(EXTRACT TO READ)

This article lists historical events that occurred between 101–200 in modern-day Lebanon or regarding its people.

Administration

Roman emperor Hadrian (reigned 117–138) is said to have considered a division of the overly large province of Syria in 123–124 AD, but it was not until shortly after c. 194 AD that Septimius Severus (r. 193–211) actually undertook this, dividing the province into Syria Coele in the north and Phoenice in the south. The province was much larger than the area traditionally called Phoenicia: for example, cities like Emesa and Palmyra and the base of the Legio III Gallica in Raphanaea were now subject to governor in Tyre. Veterans of this military unit were settled in Tyre, which also received the rank of colonia.

War of Succession

After the death of the 2nd century Roman emperor Commodus, a civil war erupted, in which Berytus, and Sidon supported Pescennius Niger. While the city of Tyre  supported Septimius Severus, which led Niger to send Mauri javelin men and archers to sack the city. However, Niger lost the civil war, and Septimius Severus decided to show his gratitude for Tyre's support by making it the capital of Phoenice.

Propraetorial Imperial Legates of Phoenicia

Events

100s 

Lebanese Roman grammarian and critic Marcus Valerius Probus, dies in 105 AD.
Eudokia of Baalbek is beheaded in 1 March, 107 AD.

110s
Adrianus of Tyre, a sophist of ancient Athens who flourished under the emperors Marcus Aurelius and Commodus is born in 113 AD.
The 115 Antioch earthquake in which Beirut suffers significant damage, occurs on 13 December 115 AD.

130s

Marinus of Tyre, a Greek geographer, cartographer and mathematician, who founded mathematical geography and provided the underpinnings of Claudius Ptolemy's influential Geography, dies in 130 AD.
Roman Emperor Hadrian visits the city of Tyre in 130/131.

140s
Lebanese antiquarian writer of grammatical, lexical and historical works and writer of Phoenician history Philo of Byblos dies in 141 AD.

150s
Phoenician-born Pope Anicetus is elected as bishop of Rome .

170s
The famous Lebanese jurist Ulpian, Latin: Gnaeus Domitius Annius Ulpianus; one of the great legal authorities, is born in Tyre, possibly .

190s
Roman emperor Commodus dies on 31 December 192, leading to a war of succession, in which each Lebanese city took side of either Septimius Severus or Pescennius Niger.
Adrianus of Tyre dies in 192/193 AD.

(TASK GOAL) From the events section of the article on Lebanon in 101–200, list every person whose death is reported with the word "dies," and give the year stated for each.

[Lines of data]

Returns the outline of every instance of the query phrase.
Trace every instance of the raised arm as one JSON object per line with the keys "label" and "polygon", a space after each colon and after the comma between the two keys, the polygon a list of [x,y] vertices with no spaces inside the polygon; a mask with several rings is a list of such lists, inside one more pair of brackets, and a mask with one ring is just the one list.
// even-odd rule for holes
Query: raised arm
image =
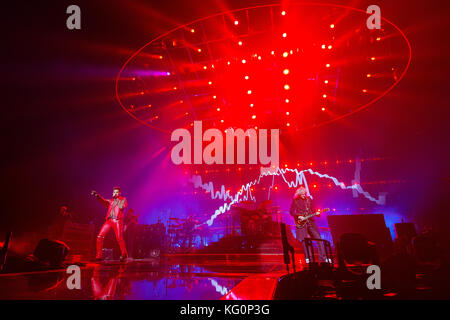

(WRITTEN ANSWER)
- Marcus Valerius Probus: 105 AD
- Marinus of Tyre: 130 AD
- Philo of Byblos: 141 AD
- Commodus: 31 December 192
- Adrianus of Tyre: 192/193 AD